Work instruction
Instruction for the entries that follow: retype exactly the lines from the line with "of the parked" to the line with "the metal fence", both included, and omit all others.

(Beginning of Given records)

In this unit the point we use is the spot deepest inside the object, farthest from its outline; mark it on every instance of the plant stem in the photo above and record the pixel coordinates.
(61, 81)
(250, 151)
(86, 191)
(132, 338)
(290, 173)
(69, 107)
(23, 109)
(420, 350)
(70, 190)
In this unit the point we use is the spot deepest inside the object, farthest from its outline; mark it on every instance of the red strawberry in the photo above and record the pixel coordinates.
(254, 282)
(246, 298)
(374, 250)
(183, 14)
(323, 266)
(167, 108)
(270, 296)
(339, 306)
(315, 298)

(End of Given records)
(Beginning of Given records)

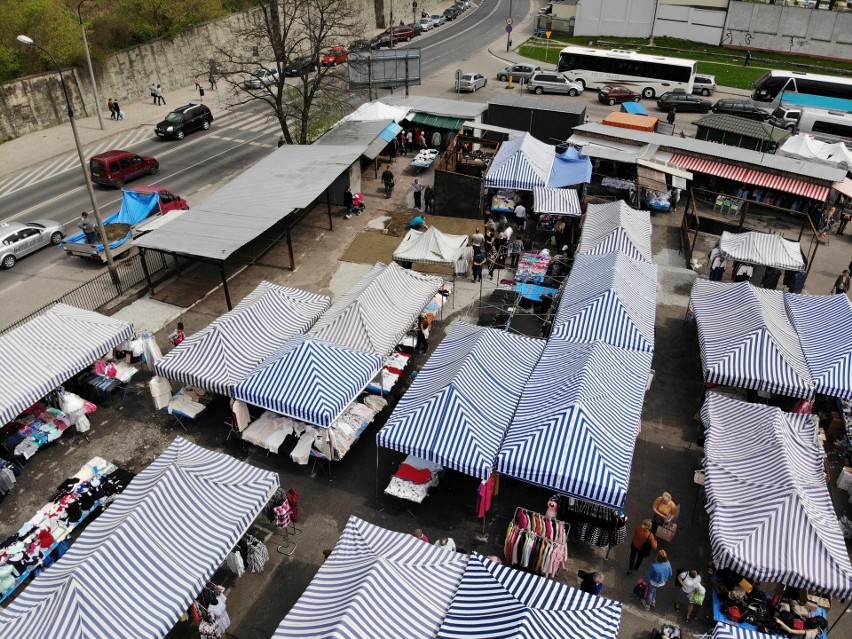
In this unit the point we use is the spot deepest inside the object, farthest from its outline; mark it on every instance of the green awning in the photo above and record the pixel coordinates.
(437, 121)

(End of Given records)
(Beginning of Given records)

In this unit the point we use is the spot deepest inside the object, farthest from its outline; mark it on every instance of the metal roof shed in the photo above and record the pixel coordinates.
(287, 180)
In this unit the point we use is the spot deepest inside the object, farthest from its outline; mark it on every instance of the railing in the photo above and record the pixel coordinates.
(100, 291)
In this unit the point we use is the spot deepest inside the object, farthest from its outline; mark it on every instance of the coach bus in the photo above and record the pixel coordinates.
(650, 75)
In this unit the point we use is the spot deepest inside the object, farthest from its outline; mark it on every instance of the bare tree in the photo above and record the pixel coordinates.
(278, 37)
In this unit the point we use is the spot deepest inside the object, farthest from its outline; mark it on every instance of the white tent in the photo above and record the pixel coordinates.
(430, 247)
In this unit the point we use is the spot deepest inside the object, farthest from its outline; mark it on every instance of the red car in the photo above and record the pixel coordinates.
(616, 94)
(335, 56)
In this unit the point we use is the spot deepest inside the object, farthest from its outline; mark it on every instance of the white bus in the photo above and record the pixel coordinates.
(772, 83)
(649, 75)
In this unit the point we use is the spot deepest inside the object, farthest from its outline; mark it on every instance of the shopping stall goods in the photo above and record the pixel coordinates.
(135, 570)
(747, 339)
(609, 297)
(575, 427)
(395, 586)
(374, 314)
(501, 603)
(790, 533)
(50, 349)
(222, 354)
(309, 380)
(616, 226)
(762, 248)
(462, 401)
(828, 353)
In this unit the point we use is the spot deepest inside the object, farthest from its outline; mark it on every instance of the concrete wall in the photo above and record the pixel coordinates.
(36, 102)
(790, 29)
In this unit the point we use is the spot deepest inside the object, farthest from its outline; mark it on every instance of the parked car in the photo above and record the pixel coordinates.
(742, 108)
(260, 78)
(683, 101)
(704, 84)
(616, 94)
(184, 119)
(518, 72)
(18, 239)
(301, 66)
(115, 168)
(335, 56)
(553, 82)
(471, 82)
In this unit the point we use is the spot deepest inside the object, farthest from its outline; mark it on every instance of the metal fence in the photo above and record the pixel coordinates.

(End of Given records)

Answer box
In this unit the point we use is the spot deepest inside the object, farthest from its outline; mark it on every instance of the parked car in the photo above and record the pixel coordinates.
(742, 108)
(260, 78)
(683, 101)
(704, 84)
(616, 94)
(184, 119)
(518, 72)
(18, 239)
(301, 66)
(115, 168)
(335, 56)
(553, 82)
(471, 82)
In this unit the point we use is the spot deepest inside the object, farthest from its outline; mark it on every instance of the metal fence in the photo above and record the pixel coordinates.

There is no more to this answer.